(Segmentation data)
— Start —
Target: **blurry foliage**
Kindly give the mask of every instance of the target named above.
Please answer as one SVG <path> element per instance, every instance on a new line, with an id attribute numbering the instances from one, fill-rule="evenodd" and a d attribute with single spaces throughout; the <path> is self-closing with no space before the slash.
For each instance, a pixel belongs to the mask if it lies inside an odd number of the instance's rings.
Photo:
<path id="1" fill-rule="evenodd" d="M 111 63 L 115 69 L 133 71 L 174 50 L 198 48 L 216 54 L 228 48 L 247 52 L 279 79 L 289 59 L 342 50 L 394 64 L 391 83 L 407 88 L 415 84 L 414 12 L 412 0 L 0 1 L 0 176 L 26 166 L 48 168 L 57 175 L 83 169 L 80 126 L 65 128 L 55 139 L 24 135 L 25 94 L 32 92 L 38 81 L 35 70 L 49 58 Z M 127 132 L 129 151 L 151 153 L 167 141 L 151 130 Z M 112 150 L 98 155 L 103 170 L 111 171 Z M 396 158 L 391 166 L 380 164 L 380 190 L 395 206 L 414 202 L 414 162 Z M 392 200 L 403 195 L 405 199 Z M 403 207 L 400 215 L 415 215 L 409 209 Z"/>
— End —
Write out every line of all the items again, requests included. In the answers, multiply each coordinate by 1.25 and round it to a whole number, rounding halves up.

Target: **blurry foliage**
Kindly give the mask of every instance of the target named above.
Please answer as one SVG <path> element per instance, every instance on a new line, with an id attribute numbering the instances from one, fill-rule="evenodd" and a d attribute with single spaces throughout; the <path> is self-closing with no space before the slash.
For each instance, a pixel belongs to the mask if it lies inside an odd number of the instance's rings.
Photo:
<path id="1" fill-rule="evenodd" d="M 139 79 L 144 86 L 166 89 L 218 63 L 248 60 L 270 68 L 285 60 L 309 65 L 349 99 L 361 74 L 428 63 L 493 80 L 489 104 L 509 110 L 519 105 L 518 15 L 515 0 L 0 1 L 0 220 L 33 208 L 60 210 L 71 219 L 104 211 L 100 158 L 81 160 L 69 174 L 30 169 L 31 118 L 40 115 L 48 101 L 44 88 L 61 73 Z M 159 165 L 161 189 L 189 191 L 209 176 L 189 163 Z M 140 188 L 123 194 L 129 213 L 139 214 Z M 495 198 L 489 208 L 475 205 L 475 238 L 494 258 L 518 253 L 518 203 Z M 490 250 L 504 244 L 506 249 Z M 504 259 L 500 269 L 519 269 L 511 261 Z"/>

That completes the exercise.